Point-based annotation data
▶

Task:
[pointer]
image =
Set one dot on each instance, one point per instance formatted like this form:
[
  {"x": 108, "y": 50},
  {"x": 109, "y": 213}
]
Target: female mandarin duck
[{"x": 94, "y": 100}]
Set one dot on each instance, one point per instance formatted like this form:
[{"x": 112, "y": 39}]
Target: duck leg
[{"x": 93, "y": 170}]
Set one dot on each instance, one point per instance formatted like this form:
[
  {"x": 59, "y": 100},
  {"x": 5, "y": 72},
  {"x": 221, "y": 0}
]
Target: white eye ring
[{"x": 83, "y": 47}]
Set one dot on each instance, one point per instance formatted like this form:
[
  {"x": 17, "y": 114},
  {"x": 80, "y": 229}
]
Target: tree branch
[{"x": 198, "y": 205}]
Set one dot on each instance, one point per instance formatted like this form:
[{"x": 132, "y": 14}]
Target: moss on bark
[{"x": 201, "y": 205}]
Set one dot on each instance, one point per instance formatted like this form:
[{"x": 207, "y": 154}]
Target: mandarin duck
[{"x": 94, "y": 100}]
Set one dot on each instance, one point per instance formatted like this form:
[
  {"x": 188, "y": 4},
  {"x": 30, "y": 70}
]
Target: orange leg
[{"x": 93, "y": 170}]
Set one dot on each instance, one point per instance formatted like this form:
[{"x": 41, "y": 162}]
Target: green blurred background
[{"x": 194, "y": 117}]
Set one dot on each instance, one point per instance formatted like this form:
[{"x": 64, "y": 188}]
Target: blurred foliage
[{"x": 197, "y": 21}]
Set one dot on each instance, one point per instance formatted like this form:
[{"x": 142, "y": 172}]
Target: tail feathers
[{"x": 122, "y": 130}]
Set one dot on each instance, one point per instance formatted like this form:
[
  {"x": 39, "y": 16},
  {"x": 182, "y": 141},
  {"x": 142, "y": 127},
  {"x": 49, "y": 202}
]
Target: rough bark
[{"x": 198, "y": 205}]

◀

## Set exercise:
Go through the material above line by line and copy it exactly.

## Solution to this exercise:
Task:
[pointer]
image =
Set one dot on each instance, one point per instance formatted like this form:
[
  {"x": 108, "y": 50},
  {"x": 109, "y": 213}
]
Target: female mandarin duck
[{"x": 94, "y": 100}]
Set one dot on each instance, one point per instance formatted like this form:
[{"x": 112, "y": 39}]
Target: duck leg
[{"x": 93, "y": 170}]
Set one dot on each instance, one point per instance formatted like this form:
[
  {"x": 59, "y": 100},
  {"x": 5, "y": 72},
  {"x": 221, "y": 0}
]
Target: white eye ring
[{"x": 83, "y": 47}]
Set one dot on each instance, one point per instance formatted like this form:
[
  {"x": 17, "y": 114},
  {"x": 80, "y": 229}
]
Target: tree branch
[{"x": 198, "y": 205}]
Set one dot on each instance, one point per instance formatted like this form:
[{"x": 132, "y": 14}]
Target: moss on bark
[{"x": 201, "y": 205}]
Set one dot on each instance, one point per instance formatted like this form:
[{"x": 207, "y": 154}]
Target: mandarin duck
[{"x": 94, "y": 100}]
Set one dot on each instance, one point per instance formatted like this form:
[
  {"x": 188, "y": 4},
  {"x": 30, "y": 70}
]
Target: orange leg
[{"x": 93, "y": 170}]
Set one dot on each instance, one point per instance formatted like this form:
[{"x": 41, "y": 162}]
Target: green blurred background
[{"x": 194, "y": 117}]
Set one dot on each instance, one point per instance formatted like this form:
[{"x": 64, "y": 188}]
Target: blurred foliage
[{"x": 197, "y": 21}]
Set one dot on each instance, one point per instance formatted like this form:
[{"x": 142, "y": 172}]
Target: tail feathers
[{"x": 122, "y": 130}]
Set one dot on each instance, one point per instance formatted like this form:
[
  {"x": 39, "y": 16},
  {"x": 182, "y": 141},
  {"x": 142, "y": 127},
  {"x": 49, "y": 202}
]
Target: rough bark
[{"x": 198, "y": 205}]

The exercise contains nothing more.